• Source data:
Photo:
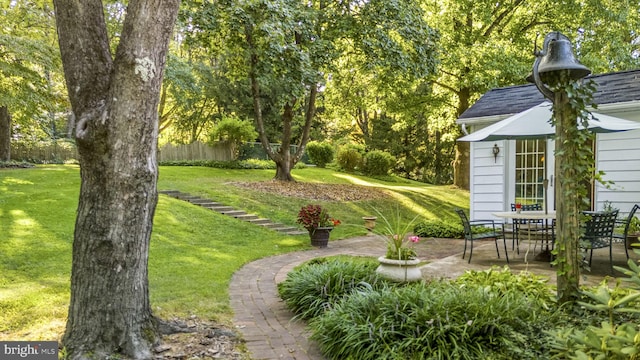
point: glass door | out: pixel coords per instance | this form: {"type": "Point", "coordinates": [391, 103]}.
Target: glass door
{"type": "Point", "coordinates": [530, 171]}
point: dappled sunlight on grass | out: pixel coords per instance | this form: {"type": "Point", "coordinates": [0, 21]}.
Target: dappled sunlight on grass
{"type": "Point", "coordinates": [358, 181]}
{"type": "Point", "coordinates": [193, 252]}
{"type": "Point", "coordinates": [15, 181]}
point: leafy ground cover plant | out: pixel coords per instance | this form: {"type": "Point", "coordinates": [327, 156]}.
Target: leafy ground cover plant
{"type": "Point", "coordinates": [438, 229]}
{"type": "Point", "coordinates": [607, 325]}
{"type": "Point", "coordinates": [436, 320]}
{"type": "Point", "coordinates": [316, 286]}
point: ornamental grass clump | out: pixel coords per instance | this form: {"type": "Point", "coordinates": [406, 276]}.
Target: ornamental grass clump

• Set task:
Turn the data above into a numbered list with one line per item, skipping any blank lines and leaving out the pictures.

• The solution:
1. Photo:
2. point: glass door | out: pixel coords per instance | this form: {"type": "Point", "coordinates": [391, 103]}.
3. Target: glass door
4. {"type": "Point", "coordinates": [530, 171]}
5. point: dappled sunlight on grass | out: pixel coords per instance | this form: {"type": "Point", "coordinates": [0, 21]}.
6. Target: dappled sunlight on grass
7. {"type": "Point", "coordinates": [358, 181]}
8. {"type": "Point", "coordinates": [193, 252]}
9. {"type": "Point", "coordinates": [15, 181]}
10. point: leafy ground cover plant | out: pixel coords per instance | this form: {"type": "Point", "coordinates": [327, 156]}.
11. Target: leafy ground cover plant
12. {"type": "Point", "coordinates": [438, 229]}
13. {"type": "Point", "coordinates": [607, 325]}
14. {"type": "Point", "coordinates": [436, 320]}
15. {"type": "Point", "coordinates": [316, 286]}
16. point: ornamental grass clump | out: pixel coords per instance | this form: {"type": "Point", "coordinates": [406, 276]}.
17. Target: ornamental grass clump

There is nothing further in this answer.